- [OPDRACHT 1]
Herschrijf het deel van de lijst dat begint bij de regel met "of the wine" en eindigt bij de regel met "0;0;308;331", beide regels inbegrepen, als genummerde opsomming zonder lege regels.

:: GEKOZEN FRAGMENT ::

Het Erasmusgenootschap en de Nederlandse kultuurdagen te Gent
Toen, in de jaren der vertwijfeling, de kern van de Vlaamse jeugd werd aangetast, hebben enkelen halt gezegd. In het Dudenpark te Brussel, in de zomer van 1942, marcheerde een groep jonge blauwvoeters op als protest tegen de Duitse richting, die men de jeugdbeweging wou doen inslaan. Reeds op de voormiddag van deze bewuste landdag, had Wim Grauls in de Alhambra uitdrukkelijk de stelling vooropgezet, dat iedereen, die aan ons Nederlanderschap raakte, onze vijand zou zijn: ‘en Duitsland raakt hieraan, en Duitsland is dan ook onze vijand’.
De breuk was volkomen. Ergens in een bakkerij te Vilvoorde, sprak Remi Pirijns tot de oudere leden van de blauwvoeterie. In spijt van alle mogelijke invloeden van buiten uit had de Vlaamse jeugd weer eens zichzelf gered en was het richtsnoer zuiver Nederlands gebleven. De geest van Wies Moens was opnieuw vaardig geworden.

:::
:: AANGELEVERDE LIJST ::

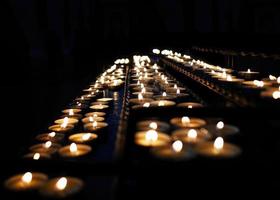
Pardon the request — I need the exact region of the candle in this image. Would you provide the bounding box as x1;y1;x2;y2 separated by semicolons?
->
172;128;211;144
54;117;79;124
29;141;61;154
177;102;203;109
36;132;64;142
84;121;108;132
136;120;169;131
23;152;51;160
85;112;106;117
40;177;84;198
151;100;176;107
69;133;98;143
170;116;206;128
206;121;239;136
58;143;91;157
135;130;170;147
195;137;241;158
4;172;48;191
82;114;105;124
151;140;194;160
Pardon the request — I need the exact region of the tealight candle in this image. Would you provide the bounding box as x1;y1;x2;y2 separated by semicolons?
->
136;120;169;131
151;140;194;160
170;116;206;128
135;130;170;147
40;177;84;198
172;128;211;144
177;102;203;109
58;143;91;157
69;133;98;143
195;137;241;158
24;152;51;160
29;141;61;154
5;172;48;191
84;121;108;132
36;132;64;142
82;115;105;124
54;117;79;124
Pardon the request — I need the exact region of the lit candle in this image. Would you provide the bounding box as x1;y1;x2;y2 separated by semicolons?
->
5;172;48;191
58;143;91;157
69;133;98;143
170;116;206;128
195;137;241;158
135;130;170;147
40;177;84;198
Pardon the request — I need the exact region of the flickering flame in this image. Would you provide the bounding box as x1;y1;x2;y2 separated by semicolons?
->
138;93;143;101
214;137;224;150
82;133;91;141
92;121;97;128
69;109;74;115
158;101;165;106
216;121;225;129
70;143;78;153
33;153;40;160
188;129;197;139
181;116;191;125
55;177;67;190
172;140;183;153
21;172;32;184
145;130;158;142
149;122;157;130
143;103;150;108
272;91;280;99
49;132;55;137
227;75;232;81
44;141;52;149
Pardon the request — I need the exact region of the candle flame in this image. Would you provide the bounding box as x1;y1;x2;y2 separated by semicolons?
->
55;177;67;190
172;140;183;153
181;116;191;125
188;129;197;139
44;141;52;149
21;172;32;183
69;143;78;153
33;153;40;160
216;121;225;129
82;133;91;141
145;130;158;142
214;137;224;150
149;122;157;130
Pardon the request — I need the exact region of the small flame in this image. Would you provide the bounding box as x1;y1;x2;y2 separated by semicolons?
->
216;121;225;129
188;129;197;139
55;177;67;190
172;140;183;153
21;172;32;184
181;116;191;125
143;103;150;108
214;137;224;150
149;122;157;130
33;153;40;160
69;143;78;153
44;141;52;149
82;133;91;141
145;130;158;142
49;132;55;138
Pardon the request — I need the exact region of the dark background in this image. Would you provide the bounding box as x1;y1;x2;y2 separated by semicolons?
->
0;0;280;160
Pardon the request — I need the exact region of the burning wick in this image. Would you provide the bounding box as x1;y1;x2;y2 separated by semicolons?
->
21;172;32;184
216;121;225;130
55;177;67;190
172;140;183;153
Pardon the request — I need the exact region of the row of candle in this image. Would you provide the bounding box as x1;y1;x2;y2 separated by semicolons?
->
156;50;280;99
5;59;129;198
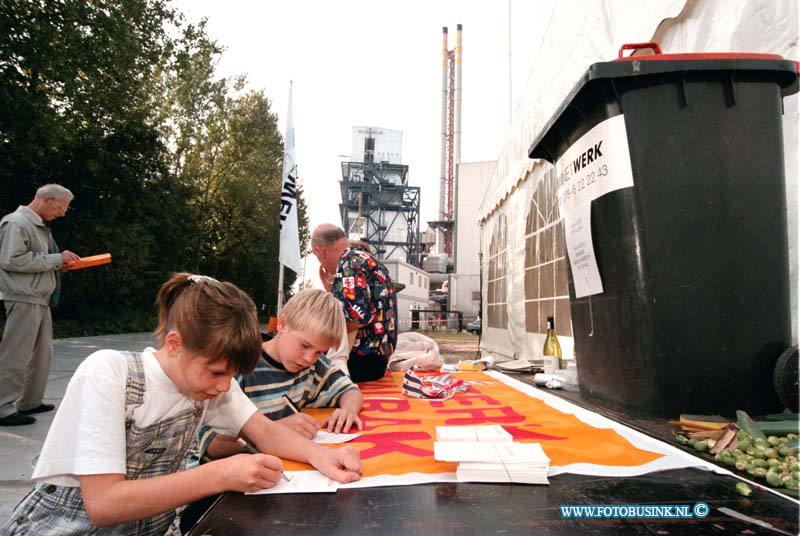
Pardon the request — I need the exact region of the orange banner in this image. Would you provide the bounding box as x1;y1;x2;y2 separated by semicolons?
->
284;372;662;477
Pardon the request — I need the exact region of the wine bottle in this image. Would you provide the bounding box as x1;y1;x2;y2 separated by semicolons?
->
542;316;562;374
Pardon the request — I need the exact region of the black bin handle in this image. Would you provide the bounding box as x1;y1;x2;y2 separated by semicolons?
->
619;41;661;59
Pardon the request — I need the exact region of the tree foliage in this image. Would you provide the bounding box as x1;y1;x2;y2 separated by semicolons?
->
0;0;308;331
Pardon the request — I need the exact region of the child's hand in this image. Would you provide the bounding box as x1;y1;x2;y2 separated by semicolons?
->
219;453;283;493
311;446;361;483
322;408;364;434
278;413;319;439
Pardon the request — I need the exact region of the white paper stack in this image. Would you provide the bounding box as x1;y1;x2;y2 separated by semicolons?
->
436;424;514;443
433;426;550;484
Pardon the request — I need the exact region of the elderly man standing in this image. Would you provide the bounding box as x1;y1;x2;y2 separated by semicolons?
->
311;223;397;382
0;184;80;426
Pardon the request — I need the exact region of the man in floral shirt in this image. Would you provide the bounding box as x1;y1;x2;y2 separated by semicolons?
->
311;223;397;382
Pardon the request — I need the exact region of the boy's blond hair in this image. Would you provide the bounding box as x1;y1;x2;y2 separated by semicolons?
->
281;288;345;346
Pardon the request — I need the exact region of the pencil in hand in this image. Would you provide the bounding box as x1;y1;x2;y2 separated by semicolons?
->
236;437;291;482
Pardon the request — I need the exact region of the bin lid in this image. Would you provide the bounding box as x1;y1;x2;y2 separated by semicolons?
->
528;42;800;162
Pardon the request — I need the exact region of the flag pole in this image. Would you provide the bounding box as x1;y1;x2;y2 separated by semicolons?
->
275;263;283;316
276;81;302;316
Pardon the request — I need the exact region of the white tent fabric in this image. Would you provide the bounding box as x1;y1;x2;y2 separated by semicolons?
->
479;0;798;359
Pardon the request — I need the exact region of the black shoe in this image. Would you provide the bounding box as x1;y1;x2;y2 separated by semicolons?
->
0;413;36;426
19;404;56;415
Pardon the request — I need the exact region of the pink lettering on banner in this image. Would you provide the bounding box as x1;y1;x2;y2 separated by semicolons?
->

:::
:: AANGELEVERDE LIJST ::

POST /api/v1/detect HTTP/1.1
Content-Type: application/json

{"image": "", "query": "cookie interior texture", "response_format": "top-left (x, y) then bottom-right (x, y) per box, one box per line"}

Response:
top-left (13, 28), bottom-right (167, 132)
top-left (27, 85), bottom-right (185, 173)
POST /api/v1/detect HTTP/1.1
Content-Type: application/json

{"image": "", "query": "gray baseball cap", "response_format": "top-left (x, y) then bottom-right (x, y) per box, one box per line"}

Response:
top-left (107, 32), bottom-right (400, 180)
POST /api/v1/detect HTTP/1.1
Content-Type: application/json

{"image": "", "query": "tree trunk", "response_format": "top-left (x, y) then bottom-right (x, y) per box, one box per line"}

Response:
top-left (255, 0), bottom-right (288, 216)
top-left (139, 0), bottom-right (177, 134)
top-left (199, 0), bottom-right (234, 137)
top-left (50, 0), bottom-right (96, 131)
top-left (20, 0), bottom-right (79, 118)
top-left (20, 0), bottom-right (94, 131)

:::

- [OPDRACHT 2]
Beantwoord aan de hand van het gekozen fragment:
(a) In welk park marcheerde in de zomer van 1942 een groep jonge blauwvoeters op?
(b) Waar zette Wim Grauls op de voormiddag van die landdag zijn stelling voorop?
(c) Waar sprak Remi Pirijns tot de oudere leden van de blauwvoeterie?

- [OPLOSSING 1]
1. Pardon the request — I need the exact region of the wine bottle in this image. Would you provide the bounding box as x1;y1;x2;y2 separated by semicolons?
2. ->
3. 542;316;562;374
4. Pardon the request — I need the exact region of the black bin handle in this image. Would you provide the bounding box as x1;y1;x2;y2 separated by semicolons?
5. ->
6. 619;41;661;59
7. Pardon the request — I need the exact region of the tree foliage in this image. Would you provide the bounding box as x1;y1;x2;y2 separated by semicolons?
8. ->
9. 0;0;308;331

- [OPLOSSING 2]
(a) In het Dudenpark te Brussel.
(b) In de Alhambra.
(c) In een bakkerij te Vilvoorde.